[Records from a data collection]
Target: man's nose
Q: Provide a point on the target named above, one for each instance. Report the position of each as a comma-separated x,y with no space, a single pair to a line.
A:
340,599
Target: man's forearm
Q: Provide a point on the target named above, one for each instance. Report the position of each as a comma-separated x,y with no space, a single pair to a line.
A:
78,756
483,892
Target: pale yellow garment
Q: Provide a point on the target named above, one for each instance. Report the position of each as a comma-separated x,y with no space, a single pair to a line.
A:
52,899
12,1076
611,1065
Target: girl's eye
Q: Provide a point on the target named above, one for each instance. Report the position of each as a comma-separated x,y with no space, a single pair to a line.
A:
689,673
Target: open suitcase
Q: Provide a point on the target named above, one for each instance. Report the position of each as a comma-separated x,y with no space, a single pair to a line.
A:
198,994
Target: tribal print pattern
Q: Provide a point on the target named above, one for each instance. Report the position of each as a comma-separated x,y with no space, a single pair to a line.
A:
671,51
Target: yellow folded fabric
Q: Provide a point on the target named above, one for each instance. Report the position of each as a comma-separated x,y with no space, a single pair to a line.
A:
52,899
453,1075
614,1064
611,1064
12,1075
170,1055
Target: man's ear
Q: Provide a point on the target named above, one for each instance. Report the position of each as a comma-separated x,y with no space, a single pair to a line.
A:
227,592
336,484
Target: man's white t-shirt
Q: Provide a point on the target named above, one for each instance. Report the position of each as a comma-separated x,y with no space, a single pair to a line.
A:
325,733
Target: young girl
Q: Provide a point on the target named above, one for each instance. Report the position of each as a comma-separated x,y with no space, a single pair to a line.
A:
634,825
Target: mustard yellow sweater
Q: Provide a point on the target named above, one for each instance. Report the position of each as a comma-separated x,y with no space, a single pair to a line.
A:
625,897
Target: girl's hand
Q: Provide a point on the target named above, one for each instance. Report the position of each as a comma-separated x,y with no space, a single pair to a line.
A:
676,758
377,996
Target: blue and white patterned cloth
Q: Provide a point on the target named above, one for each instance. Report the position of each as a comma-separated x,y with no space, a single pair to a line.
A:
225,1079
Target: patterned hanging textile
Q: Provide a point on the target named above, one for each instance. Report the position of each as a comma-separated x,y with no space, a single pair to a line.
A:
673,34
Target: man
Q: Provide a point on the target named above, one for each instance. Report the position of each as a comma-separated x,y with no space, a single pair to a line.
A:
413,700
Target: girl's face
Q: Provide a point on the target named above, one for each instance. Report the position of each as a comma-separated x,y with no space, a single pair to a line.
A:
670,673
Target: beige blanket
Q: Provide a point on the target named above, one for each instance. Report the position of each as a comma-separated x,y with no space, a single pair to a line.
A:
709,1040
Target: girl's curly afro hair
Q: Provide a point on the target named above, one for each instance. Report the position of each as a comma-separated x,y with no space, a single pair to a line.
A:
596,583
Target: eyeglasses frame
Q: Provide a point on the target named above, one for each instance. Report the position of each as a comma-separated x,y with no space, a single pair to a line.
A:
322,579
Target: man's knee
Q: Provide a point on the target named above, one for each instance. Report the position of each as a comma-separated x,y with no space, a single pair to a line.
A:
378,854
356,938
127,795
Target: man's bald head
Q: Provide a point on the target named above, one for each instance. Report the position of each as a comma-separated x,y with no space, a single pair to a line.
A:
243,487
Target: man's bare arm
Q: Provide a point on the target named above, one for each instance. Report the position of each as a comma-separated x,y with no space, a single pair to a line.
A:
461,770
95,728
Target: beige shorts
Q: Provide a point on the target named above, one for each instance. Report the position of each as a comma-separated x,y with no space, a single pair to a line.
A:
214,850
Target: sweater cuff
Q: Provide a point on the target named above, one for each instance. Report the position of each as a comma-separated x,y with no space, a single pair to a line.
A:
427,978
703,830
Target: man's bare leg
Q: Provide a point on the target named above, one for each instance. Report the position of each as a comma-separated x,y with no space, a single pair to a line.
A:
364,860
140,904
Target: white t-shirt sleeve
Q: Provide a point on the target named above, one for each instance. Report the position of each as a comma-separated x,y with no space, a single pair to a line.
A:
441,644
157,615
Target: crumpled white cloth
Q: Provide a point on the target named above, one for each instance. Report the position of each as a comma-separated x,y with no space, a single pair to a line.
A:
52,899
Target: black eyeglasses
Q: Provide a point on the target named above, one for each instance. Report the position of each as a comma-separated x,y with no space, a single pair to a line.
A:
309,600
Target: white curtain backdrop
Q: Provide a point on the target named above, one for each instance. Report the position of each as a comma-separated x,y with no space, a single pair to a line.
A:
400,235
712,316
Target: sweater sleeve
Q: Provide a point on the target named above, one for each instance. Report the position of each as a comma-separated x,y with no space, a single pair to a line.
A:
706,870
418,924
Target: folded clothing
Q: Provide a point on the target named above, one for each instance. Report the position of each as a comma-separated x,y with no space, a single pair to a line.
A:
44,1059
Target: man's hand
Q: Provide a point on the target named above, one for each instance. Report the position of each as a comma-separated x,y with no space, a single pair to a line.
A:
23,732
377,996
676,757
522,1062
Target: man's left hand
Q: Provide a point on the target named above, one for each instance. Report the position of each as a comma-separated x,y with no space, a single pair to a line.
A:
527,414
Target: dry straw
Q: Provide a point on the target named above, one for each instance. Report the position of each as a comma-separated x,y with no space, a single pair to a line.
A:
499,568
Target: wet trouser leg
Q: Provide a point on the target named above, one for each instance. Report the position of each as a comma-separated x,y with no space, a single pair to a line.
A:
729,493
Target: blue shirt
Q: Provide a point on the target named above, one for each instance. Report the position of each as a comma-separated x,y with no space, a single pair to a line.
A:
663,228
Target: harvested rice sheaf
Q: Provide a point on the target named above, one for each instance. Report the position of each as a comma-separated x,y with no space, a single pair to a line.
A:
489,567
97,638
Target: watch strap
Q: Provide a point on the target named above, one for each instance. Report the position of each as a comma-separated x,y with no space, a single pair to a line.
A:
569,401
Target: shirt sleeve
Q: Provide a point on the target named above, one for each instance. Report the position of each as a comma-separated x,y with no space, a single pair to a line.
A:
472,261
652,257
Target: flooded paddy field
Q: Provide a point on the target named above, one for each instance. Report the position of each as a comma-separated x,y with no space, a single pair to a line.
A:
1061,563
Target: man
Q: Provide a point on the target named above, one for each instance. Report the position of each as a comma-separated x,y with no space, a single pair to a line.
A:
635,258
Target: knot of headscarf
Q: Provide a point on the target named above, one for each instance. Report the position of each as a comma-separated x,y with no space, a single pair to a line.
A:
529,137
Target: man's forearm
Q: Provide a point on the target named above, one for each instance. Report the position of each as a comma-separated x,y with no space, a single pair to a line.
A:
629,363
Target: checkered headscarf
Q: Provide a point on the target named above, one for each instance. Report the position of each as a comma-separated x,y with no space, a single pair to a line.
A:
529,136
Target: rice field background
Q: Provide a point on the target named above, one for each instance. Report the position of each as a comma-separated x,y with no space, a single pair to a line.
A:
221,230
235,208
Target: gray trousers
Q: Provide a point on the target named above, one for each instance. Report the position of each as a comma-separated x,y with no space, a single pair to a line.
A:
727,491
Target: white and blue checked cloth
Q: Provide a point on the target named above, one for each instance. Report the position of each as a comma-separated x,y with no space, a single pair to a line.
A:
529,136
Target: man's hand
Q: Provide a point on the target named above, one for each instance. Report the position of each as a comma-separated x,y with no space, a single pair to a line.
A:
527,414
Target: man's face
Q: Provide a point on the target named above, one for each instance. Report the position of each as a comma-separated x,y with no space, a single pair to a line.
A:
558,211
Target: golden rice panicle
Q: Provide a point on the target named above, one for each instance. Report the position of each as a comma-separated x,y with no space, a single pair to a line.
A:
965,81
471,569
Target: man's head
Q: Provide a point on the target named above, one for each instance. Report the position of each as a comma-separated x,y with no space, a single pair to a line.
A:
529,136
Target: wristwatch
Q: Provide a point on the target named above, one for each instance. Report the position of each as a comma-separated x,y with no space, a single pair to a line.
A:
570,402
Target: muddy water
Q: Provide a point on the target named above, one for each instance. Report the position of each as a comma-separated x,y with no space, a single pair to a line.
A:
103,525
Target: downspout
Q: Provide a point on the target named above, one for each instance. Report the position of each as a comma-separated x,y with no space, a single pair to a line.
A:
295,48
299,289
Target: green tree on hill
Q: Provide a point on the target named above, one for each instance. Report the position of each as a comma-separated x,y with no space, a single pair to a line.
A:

■ What you have to do ■
Only the lines from the one containing "Target: muddy water" through the end of the entries above belong in the answer; repeat them exactly.

■ Reply ■
Target: muddy water
Q: Provide a point on the target named above, one for each instance. Report the position of each as a comma-separated x,y with no space, a single pair to a line.
A:
103,525
Target: downspout
Q: Provide a point on the target named above, one for each instance. Report the position of each as a comma-separated x,y with no space, a single pair to a line.
A:
295,48
299,289
Target: green tree on hill
Q: Provide a point on the target named above, one for each instance. Report the position of each as a comma-separated x,y with no space, a single pair to a line.
A:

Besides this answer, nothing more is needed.